◆ OBJECTIVES:
(1) In the online privacy post, what option for web surfers did the FTC's preliminary report suggest?
(2) Quote the stretch of the online privacy post from "The report contains" through "web and elsewhere." verbatim.

--- Begin EXCERPTED TEXT ---

The Federal Trade Commission released a preliminary report, "Protecting Consumer Privacy in an Era of Rapid Change," for public comment today. Among other things, it did suggest the "do not track" option for web surfers. Here's the NYT article on the report.

A few weeks ago E. Wyatt and T. Vega wrote of the then forthcoming FTC report on net privacy in "Stage Set for Showdown on Online Privacy" (NYT November 9, 2010):
"Consumer advocates worry that the competing agendas of economic policy makers in the Obama administration, who want uniform international standards, and federal regulators, who are trying to balance consumer protection and commercial rights, will neglect the interests of people most affected by the privacy policies. “I hope they realize that what is good for consumers is ultimately good for business,” said Susan Grant, director of consumer protection at the Consumer Federation of America."
The report contains what look like some good, balanced, and practical guidelines for how consumers and information collecting entities interact on the web and elsewhere.

I'd like to propose, as a thought experiment, a more radical approach.  What if we started from the premise that everyone owns her own information.  You own you opinions, your attitudes, and the traces your behavior might create.  If this information is valuable to another entity, they are free to bid on it.  We don't need privacy protections, we just need an infrastructure that will allow for a market for private information to operate.

--- End EXCERPTED TEXT ---
--- Begin INFORMATION SUPPLIED ---

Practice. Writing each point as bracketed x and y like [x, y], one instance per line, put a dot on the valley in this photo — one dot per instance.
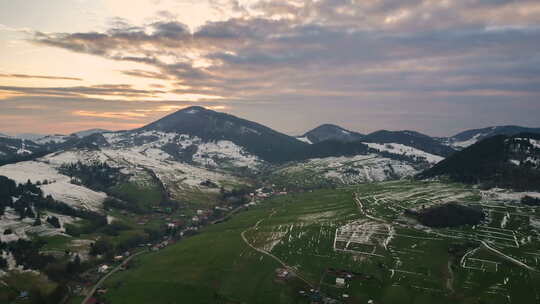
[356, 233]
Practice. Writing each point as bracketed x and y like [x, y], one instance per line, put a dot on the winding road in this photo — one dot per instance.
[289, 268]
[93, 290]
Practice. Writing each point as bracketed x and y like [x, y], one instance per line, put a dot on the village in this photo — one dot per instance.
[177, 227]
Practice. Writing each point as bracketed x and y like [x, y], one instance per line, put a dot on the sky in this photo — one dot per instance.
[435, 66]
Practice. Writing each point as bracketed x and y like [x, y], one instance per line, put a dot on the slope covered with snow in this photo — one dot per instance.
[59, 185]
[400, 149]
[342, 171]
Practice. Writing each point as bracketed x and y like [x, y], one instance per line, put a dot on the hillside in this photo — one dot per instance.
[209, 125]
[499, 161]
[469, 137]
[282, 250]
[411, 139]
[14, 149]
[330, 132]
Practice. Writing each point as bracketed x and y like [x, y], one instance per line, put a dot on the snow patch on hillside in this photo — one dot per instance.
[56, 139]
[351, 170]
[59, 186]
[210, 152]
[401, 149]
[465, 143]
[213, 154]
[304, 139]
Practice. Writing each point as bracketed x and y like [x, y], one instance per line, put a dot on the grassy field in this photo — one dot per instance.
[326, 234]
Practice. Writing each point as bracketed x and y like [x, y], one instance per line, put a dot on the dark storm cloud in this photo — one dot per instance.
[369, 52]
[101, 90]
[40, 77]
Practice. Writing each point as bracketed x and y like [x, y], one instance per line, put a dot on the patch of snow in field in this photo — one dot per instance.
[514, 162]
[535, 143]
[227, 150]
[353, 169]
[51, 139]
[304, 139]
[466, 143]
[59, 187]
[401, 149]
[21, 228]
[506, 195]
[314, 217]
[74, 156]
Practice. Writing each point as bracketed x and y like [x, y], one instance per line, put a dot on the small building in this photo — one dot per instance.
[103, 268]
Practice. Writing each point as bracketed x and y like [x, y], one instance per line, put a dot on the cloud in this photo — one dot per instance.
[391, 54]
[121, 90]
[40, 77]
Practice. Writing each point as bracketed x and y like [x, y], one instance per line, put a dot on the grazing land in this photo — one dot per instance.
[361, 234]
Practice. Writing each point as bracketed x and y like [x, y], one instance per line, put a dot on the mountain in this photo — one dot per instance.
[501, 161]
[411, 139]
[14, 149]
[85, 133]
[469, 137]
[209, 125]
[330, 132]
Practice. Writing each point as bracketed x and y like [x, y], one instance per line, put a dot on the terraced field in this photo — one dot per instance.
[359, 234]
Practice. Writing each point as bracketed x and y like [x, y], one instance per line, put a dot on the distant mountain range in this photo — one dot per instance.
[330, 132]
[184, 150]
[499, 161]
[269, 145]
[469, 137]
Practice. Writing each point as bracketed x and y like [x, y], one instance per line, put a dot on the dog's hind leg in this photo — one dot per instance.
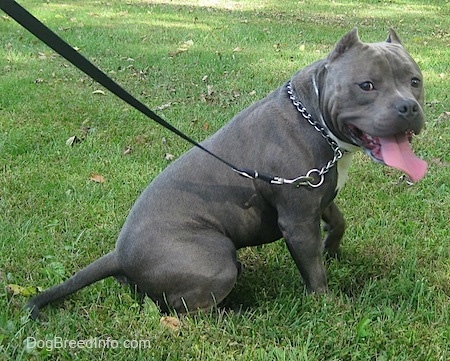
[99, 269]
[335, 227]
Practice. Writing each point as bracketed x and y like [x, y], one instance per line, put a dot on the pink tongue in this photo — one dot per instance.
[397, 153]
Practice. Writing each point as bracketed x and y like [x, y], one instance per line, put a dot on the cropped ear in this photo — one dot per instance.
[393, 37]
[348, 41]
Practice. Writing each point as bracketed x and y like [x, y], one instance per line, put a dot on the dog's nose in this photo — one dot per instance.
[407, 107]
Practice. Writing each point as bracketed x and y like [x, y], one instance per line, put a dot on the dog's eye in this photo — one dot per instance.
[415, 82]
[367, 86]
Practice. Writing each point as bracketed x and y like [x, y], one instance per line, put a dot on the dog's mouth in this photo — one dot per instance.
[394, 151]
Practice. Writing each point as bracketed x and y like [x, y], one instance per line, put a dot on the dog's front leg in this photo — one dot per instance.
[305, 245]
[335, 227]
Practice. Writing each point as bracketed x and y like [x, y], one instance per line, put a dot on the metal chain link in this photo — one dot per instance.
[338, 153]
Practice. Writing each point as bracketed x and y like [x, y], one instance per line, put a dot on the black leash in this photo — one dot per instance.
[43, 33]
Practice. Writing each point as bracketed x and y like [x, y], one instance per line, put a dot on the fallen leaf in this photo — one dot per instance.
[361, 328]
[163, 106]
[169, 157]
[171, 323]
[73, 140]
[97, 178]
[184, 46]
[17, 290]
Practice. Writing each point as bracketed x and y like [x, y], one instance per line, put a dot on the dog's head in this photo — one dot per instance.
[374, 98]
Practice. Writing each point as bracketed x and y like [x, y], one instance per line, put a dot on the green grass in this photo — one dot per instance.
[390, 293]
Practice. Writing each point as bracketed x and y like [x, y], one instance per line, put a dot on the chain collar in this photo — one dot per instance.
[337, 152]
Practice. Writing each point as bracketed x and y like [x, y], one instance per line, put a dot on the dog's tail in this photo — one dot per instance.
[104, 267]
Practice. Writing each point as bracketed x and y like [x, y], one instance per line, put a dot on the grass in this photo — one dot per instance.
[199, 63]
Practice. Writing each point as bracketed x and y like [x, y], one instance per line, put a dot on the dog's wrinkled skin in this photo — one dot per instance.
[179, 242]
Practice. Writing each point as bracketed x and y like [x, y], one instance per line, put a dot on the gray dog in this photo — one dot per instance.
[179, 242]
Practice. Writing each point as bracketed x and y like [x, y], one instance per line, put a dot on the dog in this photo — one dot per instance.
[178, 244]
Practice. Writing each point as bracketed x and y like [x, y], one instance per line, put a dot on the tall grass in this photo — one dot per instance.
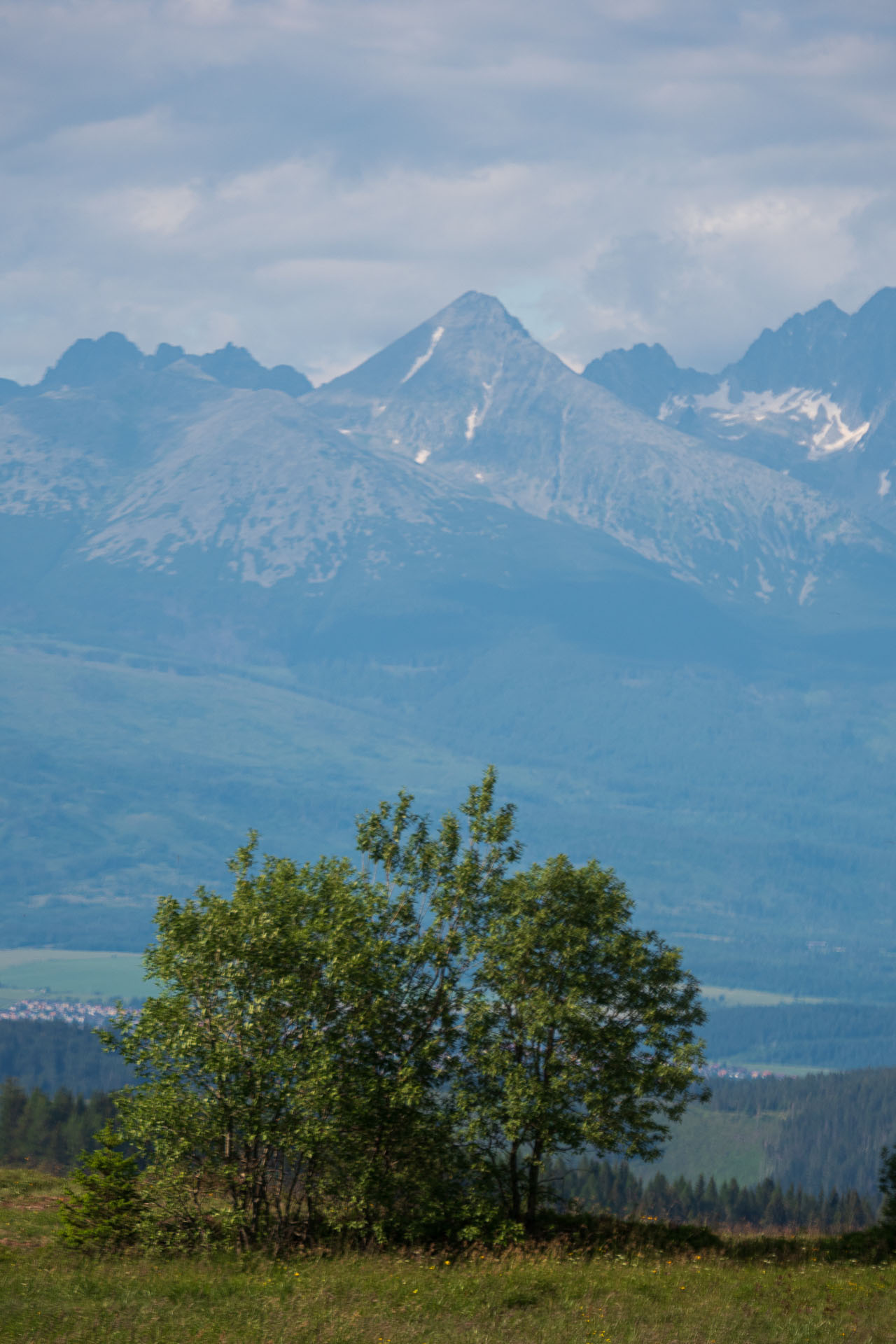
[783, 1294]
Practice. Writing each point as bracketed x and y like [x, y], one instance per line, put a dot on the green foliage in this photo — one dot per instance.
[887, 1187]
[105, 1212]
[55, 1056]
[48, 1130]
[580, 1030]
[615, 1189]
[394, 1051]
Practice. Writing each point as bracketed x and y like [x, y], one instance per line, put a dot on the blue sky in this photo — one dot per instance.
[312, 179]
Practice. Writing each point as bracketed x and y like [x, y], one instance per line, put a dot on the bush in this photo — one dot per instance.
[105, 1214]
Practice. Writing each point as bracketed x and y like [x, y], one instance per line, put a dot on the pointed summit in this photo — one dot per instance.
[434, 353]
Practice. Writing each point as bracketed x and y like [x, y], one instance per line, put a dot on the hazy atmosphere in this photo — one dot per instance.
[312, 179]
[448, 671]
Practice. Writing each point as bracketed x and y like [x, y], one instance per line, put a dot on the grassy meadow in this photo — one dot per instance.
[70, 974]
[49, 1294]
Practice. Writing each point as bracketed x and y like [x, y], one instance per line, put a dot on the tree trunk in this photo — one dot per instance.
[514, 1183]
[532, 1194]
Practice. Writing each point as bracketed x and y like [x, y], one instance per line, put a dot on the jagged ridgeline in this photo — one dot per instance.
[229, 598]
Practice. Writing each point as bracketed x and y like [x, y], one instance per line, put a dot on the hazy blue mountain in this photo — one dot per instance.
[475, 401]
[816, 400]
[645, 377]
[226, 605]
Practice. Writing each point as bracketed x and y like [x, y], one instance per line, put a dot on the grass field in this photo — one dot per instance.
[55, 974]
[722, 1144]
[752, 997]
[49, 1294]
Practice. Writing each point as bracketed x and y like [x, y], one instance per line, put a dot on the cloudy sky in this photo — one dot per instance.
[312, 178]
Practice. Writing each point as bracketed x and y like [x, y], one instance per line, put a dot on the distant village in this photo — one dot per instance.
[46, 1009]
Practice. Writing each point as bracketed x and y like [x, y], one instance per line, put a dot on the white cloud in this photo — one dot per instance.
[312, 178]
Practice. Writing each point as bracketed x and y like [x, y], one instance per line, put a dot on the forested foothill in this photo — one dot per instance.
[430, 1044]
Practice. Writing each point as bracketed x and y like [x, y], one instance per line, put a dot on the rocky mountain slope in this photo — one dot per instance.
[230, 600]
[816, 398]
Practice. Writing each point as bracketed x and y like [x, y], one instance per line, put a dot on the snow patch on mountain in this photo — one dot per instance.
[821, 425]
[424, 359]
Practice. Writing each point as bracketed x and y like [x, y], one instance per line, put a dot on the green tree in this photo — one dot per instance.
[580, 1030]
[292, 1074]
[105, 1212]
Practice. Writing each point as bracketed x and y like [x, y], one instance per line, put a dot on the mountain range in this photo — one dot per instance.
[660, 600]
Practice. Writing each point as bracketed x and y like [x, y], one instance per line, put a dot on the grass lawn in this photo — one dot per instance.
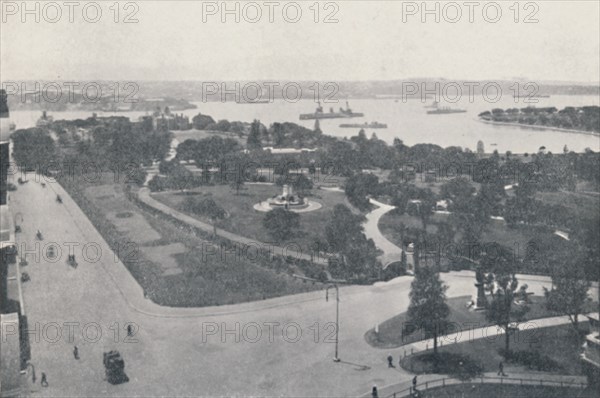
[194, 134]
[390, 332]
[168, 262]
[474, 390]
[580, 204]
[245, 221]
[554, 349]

--- End INFORMATION SUPPLIED ---

◆ OUTPUTS BY TASK:
(1) The "do not track" option.

(2)
The report contains what look like some good, balanced, and practical guidelines for how consumers and information collecting entities interact on the web and elsewhere.